Quote the material below word for word, keeping every line unchanged.

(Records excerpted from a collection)
━━━━━━━━━━━━━━━━━━━━━━━━━━━━━━
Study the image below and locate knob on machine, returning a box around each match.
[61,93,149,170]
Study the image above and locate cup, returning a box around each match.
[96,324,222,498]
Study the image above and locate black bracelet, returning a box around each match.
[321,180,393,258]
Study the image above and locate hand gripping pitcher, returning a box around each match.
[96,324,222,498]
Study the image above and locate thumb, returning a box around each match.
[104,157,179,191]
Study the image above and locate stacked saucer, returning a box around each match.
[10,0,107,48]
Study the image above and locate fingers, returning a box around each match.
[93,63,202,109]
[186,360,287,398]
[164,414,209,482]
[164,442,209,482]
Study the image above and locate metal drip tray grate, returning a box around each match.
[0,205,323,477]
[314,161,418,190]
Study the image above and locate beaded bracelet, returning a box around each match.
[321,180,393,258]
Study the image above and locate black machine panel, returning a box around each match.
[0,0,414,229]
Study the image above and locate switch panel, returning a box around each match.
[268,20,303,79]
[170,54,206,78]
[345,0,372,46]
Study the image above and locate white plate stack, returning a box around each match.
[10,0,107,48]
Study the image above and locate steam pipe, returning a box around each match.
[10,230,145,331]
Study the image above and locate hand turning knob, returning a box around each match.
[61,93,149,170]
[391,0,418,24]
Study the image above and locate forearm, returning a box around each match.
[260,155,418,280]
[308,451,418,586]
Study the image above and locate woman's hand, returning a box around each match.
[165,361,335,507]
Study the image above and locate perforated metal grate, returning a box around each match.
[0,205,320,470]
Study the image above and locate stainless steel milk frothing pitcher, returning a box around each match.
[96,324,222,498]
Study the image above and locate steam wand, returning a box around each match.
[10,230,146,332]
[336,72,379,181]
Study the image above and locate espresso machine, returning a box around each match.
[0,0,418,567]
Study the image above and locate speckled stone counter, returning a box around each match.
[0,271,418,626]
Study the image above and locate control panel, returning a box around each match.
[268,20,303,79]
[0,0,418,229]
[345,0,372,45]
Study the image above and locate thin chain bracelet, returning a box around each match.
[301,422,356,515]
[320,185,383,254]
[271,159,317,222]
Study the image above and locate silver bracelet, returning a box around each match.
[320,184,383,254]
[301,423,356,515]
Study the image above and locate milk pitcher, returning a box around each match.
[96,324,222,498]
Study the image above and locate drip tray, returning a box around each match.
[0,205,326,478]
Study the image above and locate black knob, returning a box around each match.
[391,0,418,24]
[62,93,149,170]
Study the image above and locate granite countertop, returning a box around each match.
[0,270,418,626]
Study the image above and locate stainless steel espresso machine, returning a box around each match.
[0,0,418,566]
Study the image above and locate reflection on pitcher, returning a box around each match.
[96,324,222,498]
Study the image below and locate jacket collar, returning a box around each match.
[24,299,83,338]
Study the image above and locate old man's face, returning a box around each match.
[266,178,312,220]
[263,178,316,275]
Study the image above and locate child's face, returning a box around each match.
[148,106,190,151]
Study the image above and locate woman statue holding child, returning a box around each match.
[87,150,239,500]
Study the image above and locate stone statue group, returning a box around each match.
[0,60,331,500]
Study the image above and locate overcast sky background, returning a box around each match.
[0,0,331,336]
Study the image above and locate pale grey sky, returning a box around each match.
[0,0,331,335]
━━━━━━━━━━━━━━━━━━━━━━━━━━━━━━
■ **The reply**
Study the image below and locate knob on machine, returning a box around each match.
[61,93,149,170]
Study the image above and locate cup, returning a box around each match.
[96,324,222,498]
Study the image above and locate black bracelet, returning a box around each match.
[321,180,393,258]
Study the image above and locate hand gripping pitcher, returning a box around each match.
[96,324,222,498]
Study the image above and locate thumb, returning a box around each match.
[104,157,179,191]
Study the image above and locate stacked saucer, returning a box around each match.
[10,0,107,48]
Study the image above and locate fingers, returning a box around each match.
[93,63,202,109]
[186,360,287,398]
[164,414,209,482]
[164,442,209,482]
Study the image above and locate metal drip tray grate, returning a box around each match.
[0,205,323,477]
[314,161,418,190]
Study the image above and locate beaded bracelet, returning a box around each match.
[321,180,393,258]
Study the image above and locate black machine panel, returning a box around each match.
[0,0,414,229]
Study the image above and locate switch panel, returning a box around each match.
[268,20,303,79]
[170,54,206,78]
[345,0,372,46]
Study the image above and locate white plate stack, returning a box around each match.
[10,0,107,48]
Study the image above and locate steam pipe, returning a box around each match.
[10,230,145,331]
Study the image above and locate hand turning knob, returning a box around each match.
[61,93,149,170]
[391,0,418,24]
Study the image above and locate forearm, returning a box around each match.
[260,155,418,280]
[308,451,418,586]
Study the image above and locate woman's hand, returning a box around each match.
[165,361,335,507]
Study the image above and locate perforated metal grate, returning a box around each match.
[0,205,320,470]
Study the image above and locate stainless steel milk frothing pitcher, returning a box around each match.
[96,324,222,498]
Study the image above and locate steam wand, returning a box around each match.
[10,230,146,332]
[336,72,379,181]
Study the image above and locate espresso machine, returning a box around each match.
[0,0,418,567]
Study the image above and locate speckled stone counter, returning a box around each match.
[0,271,418,626]
Study the image above and locate control panel, returning a box around each match.
[268,20,303,79]
[0,0,418,229]
[345,0,372,45]
Study the image above and locate thin chain bracelet, returning a box around each match.
[301,422,356,515]
[320,185,383,254]
[271,159,317,222]
Study the image above and locate silver bracelet, returning a box around each match.
[320,184,383,254]
[301,423,356,515]
Study the image above and locate milk pitcher, returning a box around each match.
[96,324,222,498]
Study the image above and locate drip tray, returning a box around each match.
[0,205,326,478]
Study the image above and locate black knob, returning a box around each match.
[391,0,418,24]
[62,93,149,170]
Study the image above and locate granite countertop, returning a box around each match.
[0,270,418,626]
Study the image above and locate stainless steel espresso machine, returning a box around each match.
[0,0,418,566]
Study the image above and locate reflection on pitcher, returning a box around each match.
[96,324,222,498]
Study the image below and locate jacket collar, returning a box around each match.
[24,299,83,338]
Study the image above and locate old man's face, returning a box around each match.
[266,178,312,220]
[263,178,316,275]
Study the image above and locate child's face, returning a box around each match.
[148,106,190,151]
Study the image above and locate woman statue holding child, returning a box around each match.
[87,150,239,500]
Study the image above and locate stone statue group, returning a box around each match.
[0,60,331,500]
Study the image above and locate overcast sky background, returning a box around each match.
[0,0,331,336]
Study the image above and locate pale grey sky, returning a box around each match.
[0,0,331,335]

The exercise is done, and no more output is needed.